| Stated goal |
Give back exactly the lines running from the line with "Objective: a point on each instance of the monkey's neck" to the end of the entries, and only those lines.

===

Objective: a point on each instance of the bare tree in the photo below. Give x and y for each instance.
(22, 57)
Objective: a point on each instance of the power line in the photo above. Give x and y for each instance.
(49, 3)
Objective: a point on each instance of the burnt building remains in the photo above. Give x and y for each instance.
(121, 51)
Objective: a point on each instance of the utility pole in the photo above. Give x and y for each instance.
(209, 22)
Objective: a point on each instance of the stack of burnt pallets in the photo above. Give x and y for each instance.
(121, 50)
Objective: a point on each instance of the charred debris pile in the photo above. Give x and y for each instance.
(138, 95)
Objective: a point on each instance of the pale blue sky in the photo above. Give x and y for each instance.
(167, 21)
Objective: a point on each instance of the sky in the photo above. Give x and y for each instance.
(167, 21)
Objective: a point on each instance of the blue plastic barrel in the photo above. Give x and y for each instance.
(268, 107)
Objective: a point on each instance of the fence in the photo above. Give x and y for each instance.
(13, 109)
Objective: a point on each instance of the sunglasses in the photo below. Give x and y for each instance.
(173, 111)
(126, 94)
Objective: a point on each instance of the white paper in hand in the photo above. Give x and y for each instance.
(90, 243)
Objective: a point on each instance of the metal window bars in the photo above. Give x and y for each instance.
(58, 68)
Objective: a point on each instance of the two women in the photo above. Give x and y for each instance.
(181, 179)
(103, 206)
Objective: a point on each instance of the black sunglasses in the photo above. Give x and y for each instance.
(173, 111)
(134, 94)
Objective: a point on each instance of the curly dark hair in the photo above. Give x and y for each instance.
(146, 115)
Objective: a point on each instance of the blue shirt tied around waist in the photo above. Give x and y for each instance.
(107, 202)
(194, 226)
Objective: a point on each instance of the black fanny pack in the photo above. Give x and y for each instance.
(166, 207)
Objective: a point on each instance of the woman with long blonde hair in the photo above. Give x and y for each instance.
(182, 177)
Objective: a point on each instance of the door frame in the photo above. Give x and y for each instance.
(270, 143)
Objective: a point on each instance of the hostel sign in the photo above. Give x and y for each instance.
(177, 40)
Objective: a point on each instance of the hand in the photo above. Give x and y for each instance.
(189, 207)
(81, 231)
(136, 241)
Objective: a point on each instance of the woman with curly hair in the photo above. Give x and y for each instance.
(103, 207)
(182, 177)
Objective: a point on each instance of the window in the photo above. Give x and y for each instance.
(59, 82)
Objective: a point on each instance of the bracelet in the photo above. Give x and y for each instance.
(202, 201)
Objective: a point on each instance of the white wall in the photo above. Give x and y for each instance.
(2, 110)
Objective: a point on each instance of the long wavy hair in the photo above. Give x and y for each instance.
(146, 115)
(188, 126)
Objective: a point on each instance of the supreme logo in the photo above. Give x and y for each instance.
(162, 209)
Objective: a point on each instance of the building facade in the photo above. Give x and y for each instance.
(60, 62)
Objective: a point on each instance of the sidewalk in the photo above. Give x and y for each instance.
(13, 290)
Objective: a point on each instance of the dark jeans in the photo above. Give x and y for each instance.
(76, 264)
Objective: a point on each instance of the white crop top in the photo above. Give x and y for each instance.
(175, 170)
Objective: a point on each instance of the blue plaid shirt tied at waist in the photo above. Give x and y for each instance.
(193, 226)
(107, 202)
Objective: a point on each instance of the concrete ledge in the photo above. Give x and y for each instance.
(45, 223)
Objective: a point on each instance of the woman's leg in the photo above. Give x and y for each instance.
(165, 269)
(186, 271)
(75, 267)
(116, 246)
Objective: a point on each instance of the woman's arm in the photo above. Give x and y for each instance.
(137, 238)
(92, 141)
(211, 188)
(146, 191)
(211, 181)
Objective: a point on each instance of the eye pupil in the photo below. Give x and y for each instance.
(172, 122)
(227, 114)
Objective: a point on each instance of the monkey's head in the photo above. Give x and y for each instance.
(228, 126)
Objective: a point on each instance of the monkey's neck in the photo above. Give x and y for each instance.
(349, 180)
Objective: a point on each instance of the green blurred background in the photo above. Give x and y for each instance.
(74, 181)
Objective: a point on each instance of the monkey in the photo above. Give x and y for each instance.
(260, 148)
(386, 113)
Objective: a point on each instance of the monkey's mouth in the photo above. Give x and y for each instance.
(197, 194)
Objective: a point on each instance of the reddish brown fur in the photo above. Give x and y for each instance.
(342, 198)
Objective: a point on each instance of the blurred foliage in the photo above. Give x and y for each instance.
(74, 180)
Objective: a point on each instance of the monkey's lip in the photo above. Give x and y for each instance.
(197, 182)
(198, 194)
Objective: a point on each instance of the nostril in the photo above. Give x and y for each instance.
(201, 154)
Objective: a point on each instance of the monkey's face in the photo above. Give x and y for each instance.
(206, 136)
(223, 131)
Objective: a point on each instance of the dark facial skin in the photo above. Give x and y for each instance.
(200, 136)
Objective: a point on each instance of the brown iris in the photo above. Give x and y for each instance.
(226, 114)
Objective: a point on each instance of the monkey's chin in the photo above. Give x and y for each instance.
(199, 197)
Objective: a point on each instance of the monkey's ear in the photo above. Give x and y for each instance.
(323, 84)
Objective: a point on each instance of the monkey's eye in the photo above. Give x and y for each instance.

===

| Correct response |
Objective: a point on each instance of the monkey's neck in the photo above. Give x and y for each instance.
(349, 180)
Objective: a point on each instance of the green blurred background in the photo above. Give x and y for each instance.
(74, 181)
Objective: a point on each instance of the monkey in the photo above. Give x and y for each instance.
(260, 148)
(386, 113)
Objective: a point on each instance of the monkey's mouth in the photo above. Give x and y for each instance.
(197, 194)
Objective: a point on each instance of the reddish brown fur in the photo above. Give x and y for each instance.
(342, 198)
Objective: a point on each instance of the blurred foliage in the photo above. Give x and y for each instance.
(74, 180)
Objective: a point on each instance of the monkey's lip in the photo above. Give x and y for each instance.
(197, 182)
(198, 194)
Objective: a point on each instance of the nostril in the photo above. Give x and y for each instance.
(201, 154)
Objective: a point on each instance of the monkey's face in the photo above. Give x and y for each instance.
(206, 136)
(223, 131)
Objective: a point on each instance of the dark facial skin in the photo above. Give x and y for each instance.
(200, 136)
Objective: a point on each instance of the brown iris in the photo above. Give x and y for each instance.
(226, 114)
Objective: a point on each instance of the monkey's chin in the photo above. Give x and y for each instance.
(199, 197)
Objective: a point on each instance of the monkey's ear in the photo above. Give x and y for each instance.
(323, 84)
Objective: a point on each instance of the monkey's eye in the photo above. Give x and y for each instance.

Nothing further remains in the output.